● **GOAL OF THE EXERCISE**
Render every line of the records below as a Markdown table with two columns, Row and Line. Give each line its sequential number under Row and omit any blank lines.

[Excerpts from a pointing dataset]

_ _ _ _ _

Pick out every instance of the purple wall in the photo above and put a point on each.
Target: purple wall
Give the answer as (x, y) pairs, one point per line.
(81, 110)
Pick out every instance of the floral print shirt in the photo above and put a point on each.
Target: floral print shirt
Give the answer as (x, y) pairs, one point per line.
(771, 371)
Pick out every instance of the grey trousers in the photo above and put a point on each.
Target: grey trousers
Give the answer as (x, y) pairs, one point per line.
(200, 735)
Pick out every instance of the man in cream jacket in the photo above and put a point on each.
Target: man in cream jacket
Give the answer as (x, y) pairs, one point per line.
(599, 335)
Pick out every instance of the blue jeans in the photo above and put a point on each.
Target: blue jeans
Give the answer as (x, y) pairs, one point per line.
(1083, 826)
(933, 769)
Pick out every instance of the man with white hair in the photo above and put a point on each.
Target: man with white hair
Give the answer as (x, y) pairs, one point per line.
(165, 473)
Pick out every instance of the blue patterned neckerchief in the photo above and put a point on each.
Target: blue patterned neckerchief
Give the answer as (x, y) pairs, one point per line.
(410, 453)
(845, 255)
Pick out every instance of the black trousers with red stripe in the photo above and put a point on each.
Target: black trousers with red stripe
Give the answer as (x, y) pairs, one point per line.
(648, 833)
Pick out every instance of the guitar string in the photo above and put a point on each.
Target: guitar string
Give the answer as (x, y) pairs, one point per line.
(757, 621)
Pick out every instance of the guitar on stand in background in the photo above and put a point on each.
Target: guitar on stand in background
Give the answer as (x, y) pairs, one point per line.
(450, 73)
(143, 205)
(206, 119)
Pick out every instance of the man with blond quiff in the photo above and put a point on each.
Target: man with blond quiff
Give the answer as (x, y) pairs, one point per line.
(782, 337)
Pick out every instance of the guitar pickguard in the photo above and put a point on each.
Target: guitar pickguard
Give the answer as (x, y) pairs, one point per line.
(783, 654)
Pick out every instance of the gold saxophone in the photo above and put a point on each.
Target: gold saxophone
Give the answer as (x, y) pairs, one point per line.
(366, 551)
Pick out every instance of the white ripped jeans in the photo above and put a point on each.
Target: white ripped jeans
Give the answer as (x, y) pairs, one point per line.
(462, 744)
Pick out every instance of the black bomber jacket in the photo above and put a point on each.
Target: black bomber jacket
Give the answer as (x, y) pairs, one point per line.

_ _ _ _ _

● **CORRECT RESPONSE**
| Row | Line |
|---|---|
| 1 | Pick out every instance of the purple wall in the photo above and put a point on each. |
| 2 | Target: purple wall |
| 3 | Give the answer as (x, y) pairs, one point per line. |
| 4 | (81, 110) |
| 5 | Pick out every instance of the floral print shirt in the photo above and put a point on each. |
| 6 | Target: floral print shirt |
| 7 | Give the answer as (x, y) pairs, one point per line. |
| 8 | (771, 371) |
| 9 | Pick out every instance of the grey trousers in the photo above and put a point on each. |
| 10 | Target: grey trousers |
| 11 | Give the answer as (x, y) pairs, one point per line. |
| 12 | (200, 735) |
| 13 | Pick out every instance of the man in cream jacket in the photo above and put a point on each. |
| 14 | Target: man in cream jacket |
| 15 | Give the answer as (x, y) pairs, one point per line. |
| 16 | (599, 335) |
| 17 | Pick out every instance of the blue jeans in the photo above and put a point on each. |
| 18 | Target: blue jeans |
| 19 | Give the answer as (x, y) pairs, one point per line. |
| 20 | (1083, 826) |
| 21 | (933, 769) |
| 22 | Pick out every instance of the man with white hair in the photo above and put a point on each. |
| 23 | Target: man with white hair |
| 24 | Give the answer as (x, y) pairs, one point per line. |
| 25 | (165, 473) |
| 26 | Pick out every instance of the blue patterned neckerchief in the photo above and put a point on each. |
| 27 | Target: blue patterned neckerchief |
| 28 | Give the answer as (x, y) pairs, one point per line. |
| 29 | (410, 453) |
| 30 | (845, 255) |
| 31 | Pick out every instance of the black trousers with red stripe in the photo above and put a point on each. |
| 32 | Target: black trousers with red stripe |
| 33 | Give the answer as (x, y) pairs, one point per line. |
| 34 | (648, 833) |
| 35 | Pick out every instance of the guitar string in the photo above and put a point on each. |
| 36 | Target: guitar string |
| 37 | Give the answer as (x, y) pairs, one point per line. |
| 38 | (757, 621) |
| 39 | Pick out every instance of the guitar on stand in background in the photo above and put a point on each. |
| 40 | Target: guitar on stand in background |
| 41 | Give the answer as (x, y) pairs, one point per line. |
| 42 | (450, 73) |
| 43 | (143, 205) |
| 44 | (206, 119) |
| 45 | Pick out every instance of the man with blond quiff in the photo above and put a point on each. |
| 46 | Target: man with blond quiff |
| 47 | Give the answer as (x, y) pairs, one point per line. |
| 48 | (782, 337) |
| 49 | Pick out every instance of the guitar pickguard in the photo above and put a point on each. |
| 50 | Target: guitar pickguard |
| 51 | Give the answer as (x, y) pairs, one point per line. |
| 52 | (783, 654) |
| 53 | Pick out every instance of the gold saxophone in the photo above and put a point on each. |
| 54 | Target: gold saxophone |
| 55 | Give the answer as (x, y) pairs, one point per line. |
| 56 | (366, 551) |
| 57 | Pick out every instance of the white ripped jeans in the photo above and put a point on each. |
| 58 | Target: white ripped jeans |
| 59 | Give the answer as (x, y) pairs, one point per line. |
| 60 | (462, 744) |
| 61 | Pick out every instance of the black bomber jacket in the photo above and put a point on each. |
| 62 | Target: black bomber jacket |
| 63 | Give the answer as (x, y) pairs, one point per line. |